*** Opening MATERIAL SUPPLIED ***

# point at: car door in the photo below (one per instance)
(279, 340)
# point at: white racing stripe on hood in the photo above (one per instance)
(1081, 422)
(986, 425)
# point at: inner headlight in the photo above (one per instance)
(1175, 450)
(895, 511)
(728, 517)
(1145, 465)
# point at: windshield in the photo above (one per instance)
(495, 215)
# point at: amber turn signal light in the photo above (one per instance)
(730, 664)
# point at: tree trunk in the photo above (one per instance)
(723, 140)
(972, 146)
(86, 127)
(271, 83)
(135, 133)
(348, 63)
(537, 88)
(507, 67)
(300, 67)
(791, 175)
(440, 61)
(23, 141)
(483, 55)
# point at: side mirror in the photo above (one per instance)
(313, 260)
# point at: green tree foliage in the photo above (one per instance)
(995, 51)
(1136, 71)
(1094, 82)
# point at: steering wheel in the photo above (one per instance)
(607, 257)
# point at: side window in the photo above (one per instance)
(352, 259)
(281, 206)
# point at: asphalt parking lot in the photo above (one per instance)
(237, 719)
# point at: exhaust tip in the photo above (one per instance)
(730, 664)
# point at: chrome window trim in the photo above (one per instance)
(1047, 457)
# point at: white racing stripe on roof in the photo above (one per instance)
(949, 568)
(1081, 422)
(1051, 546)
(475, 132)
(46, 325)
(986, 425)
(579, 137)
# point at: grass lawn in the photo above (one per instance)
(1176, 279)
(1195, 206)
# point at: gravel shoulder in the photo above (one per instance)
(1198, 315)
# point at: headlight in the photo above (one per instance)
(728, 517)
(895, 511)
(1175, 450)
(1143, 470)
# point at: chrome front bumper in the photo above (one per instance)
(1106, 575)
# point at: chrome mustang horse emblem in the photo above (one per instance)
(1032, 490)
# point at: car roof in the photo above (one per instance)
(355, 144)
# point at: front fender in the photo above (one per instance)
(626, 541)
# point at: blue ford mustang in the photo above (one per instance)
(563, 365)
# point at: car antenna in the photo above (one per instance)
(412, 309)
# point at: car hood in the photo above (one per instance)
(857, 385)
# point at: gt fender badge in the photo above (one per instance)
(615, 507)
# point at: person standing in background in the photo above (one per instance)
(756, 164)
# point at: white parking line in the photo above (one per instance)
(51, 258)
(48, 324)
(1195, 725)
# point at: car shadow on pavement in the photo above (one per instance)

*** Closing MATERIAL SUPPLIED ***

ASSIGNMENT | Give back the material above in full, exactly as it reads.

COMPLETED TASK |
# point at: car door in the photo below (one per instance)
(279, 340)
# point at: white racing stripe on hood in the photo above (one per instance)
(1081, 422)
(986, 425)
# point at: inner headlight in the photo above (one per instance)
(1175, 450)
(895, 511)
(728, 517)
(1145, 465)
# point at: windshield in the photo above (one per instance)
(495, 215)
# point at: amber turn signal light in the photo above (one per instance)
(730, 664)
# point at: tree trunk in the photo above (one per instance)
(723, 140)
(972, 146)
(86, 127)
(271, 83)
(135, 133)
(348, 63)
(537, 88)
(507, 67)
(300, 67)
(791, 175)
(440, 61)
(23, 141)
(483, 55)
# point at: side mirror in the photo above (one per instance)
(313, 260)
# point at: green tree foliage in the photo above (one per instance)
(995, 51)
(1136, 71)
(1094, 82)
# point at: steering wheel in the photo above (one per instance)
(607, 257)
# point at: side window in the photo above (one per instance)
(352, 259)
(281, 206)
# point at: asphalt parking lot in the photo above (one per instance)
(237, 719)
# point at: exhaust tip in the photo above (one per instance)
(730, 664)
# point at: chrome window trim in the photo above (one per instance)
(1047, 457)
# point at: white racing stripe on roof in the photo above (one per instance)
(949, 568)
(1081, 422)
(1051, 546)
(475, 132)
(46, 325)
(986, 425)
(579, 137)
# point at: grass lawn in the photo above (one per instance)
(1176, 279)
(1195, 206)
# point at: gravel shoulder in the photo above (one per instance)
(1198, 315)
# point at: headlight in the photo above (one per instance)
(728, 517)
(895, 511)
(1175, 450)
(1143, 470)
# point at: chrome front bumper in the photo above (one per instance)
(1106, 575)
# point at: chrome mustang horse emblem in the photo above (one per instance)
(1032, 490)
# point at: car roof in the photo above (one per instance)
(355, 144)
# point at: front fender in the photo above (one per instance)
(626, 541)
# point at: blue ford mustang in the photo above (one per instance)
(563, 365)
# point at: car antenna in the photo above (one per instance)
(412, 309)
# point at: car hood in the photo above (one per instance)
(857, 385)
# point at: gt fender badge in the photo above (one per instance)
(615, 507)
# point at: person standing in background in the photo above (one per instance)
(756, 164)
# point at: white parking line in the photo above (one per instance)
(51, 258)
(48, 324)
(1195, 725)
# point at: car shadow on pavement in the photo above (one per instance)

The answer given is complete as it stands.